■ Work order 1 ■
Answer these questions about the post on presidential campaign effects:
(a) What is named as the classic reference on campaign effects?
(b) What is described as the big change since the 1993 article?
(c) How small could campaign effects be and still make a difference in the 2024 election?
■ Work order 2 ■
Reproduce the post on presidential campaign effects word for word from "Regarding 2024: I" to "because of covid.".

■ Text block ■
=======

Presidential campaign effects are small.

Statistical Modeling, Causal Inference, and Social Science 2024-12-01

Paul Campos writes:

I’m certainly open to the possibility that presidential campaigns are, under contemporary political and cultural conditions, becoming significantly less effective than they were in the past.

Actually, though, the consensus is that campaign effects (for the general election for president) were small in the past too. The classic reference on this is Rosenstone (1983), where he found that election outcomes could be predicted pretty well from economic and political “fundamentals” that were not affected by campaigning. The classic case study is 1988, when Dukakis was ahead of Bush Sr., who looked like a loser in ever way, and then Bush won. The point here is that, even when Dukakis was leading, people in the poli sci community were pretty sure that Bush was going to win, because they’d read Rosenstone. Following that was our 1993 article explaining why elections were predictable even though polls were variable, which featured this table:

The big change since then is that polls are no longer variable.

Regarding 2024: I think it was well understood that campaign effects are small. But with the election forecast being so close, this is the one setting where even small effects of less than 1 percentage point could make a difference. So I think 2024 is consistent with our understanding. The most intersting issue here is the role of inflation and the economy. Arguably the Republicans did well and the Democrats did poorly in the meta-campaign of what the economy was said to be about. Yet another way of saying this is that Trump was kicked out unfairly because of covid, and then, four yers later, Biden/Harris were kicked out unfairly because of covid.

=======

■ Collected material ■

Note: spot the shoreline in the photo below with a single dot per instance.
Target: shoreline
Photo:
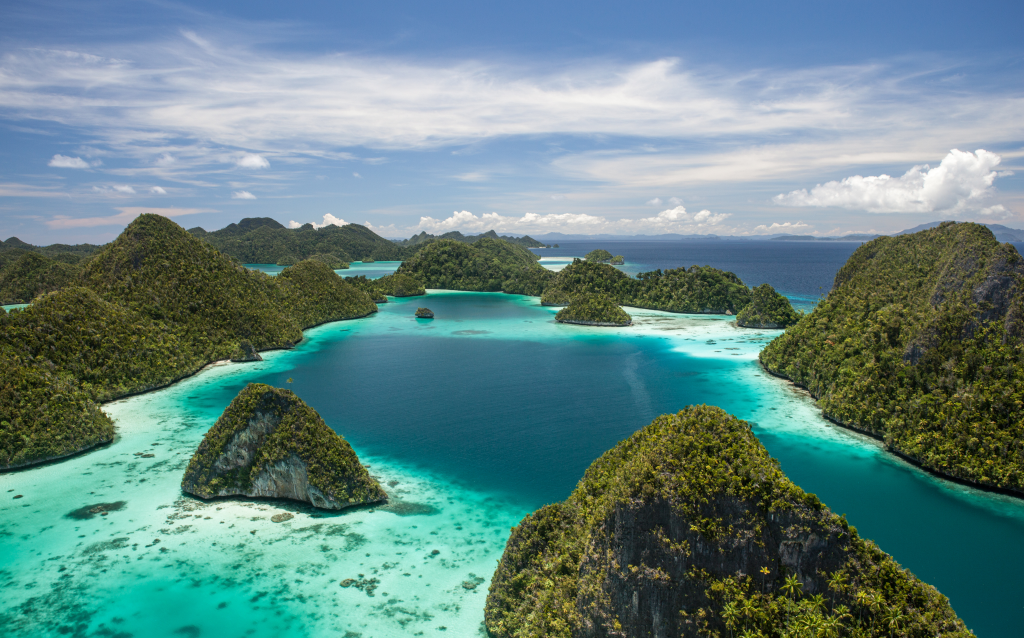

=======

■ Written solution 1 ■
(a) Rosenstone (1983).
(b) Polls are no longer variable.
(c) Less than 1 percentage point.

■ Written solution 2 ■
Regarding 2024: I think it was well understood that campaign effects are small. But with the election forecast being so close, this is the one setting where even small effects of less than 1 percentage point could make a difference. So I think 2024 is consistent with our understanding. The most intersting issue here is the role of inflation and the economy. Arguably the Republicans did well and the Democrats did poorly in the meta-campaign of what the economy was said to be about. Yet another way of saying this is that Trump was kicked out unfairly because of covid, and then, four yers later, Biden/Harris were kicked out unfairly because of covid.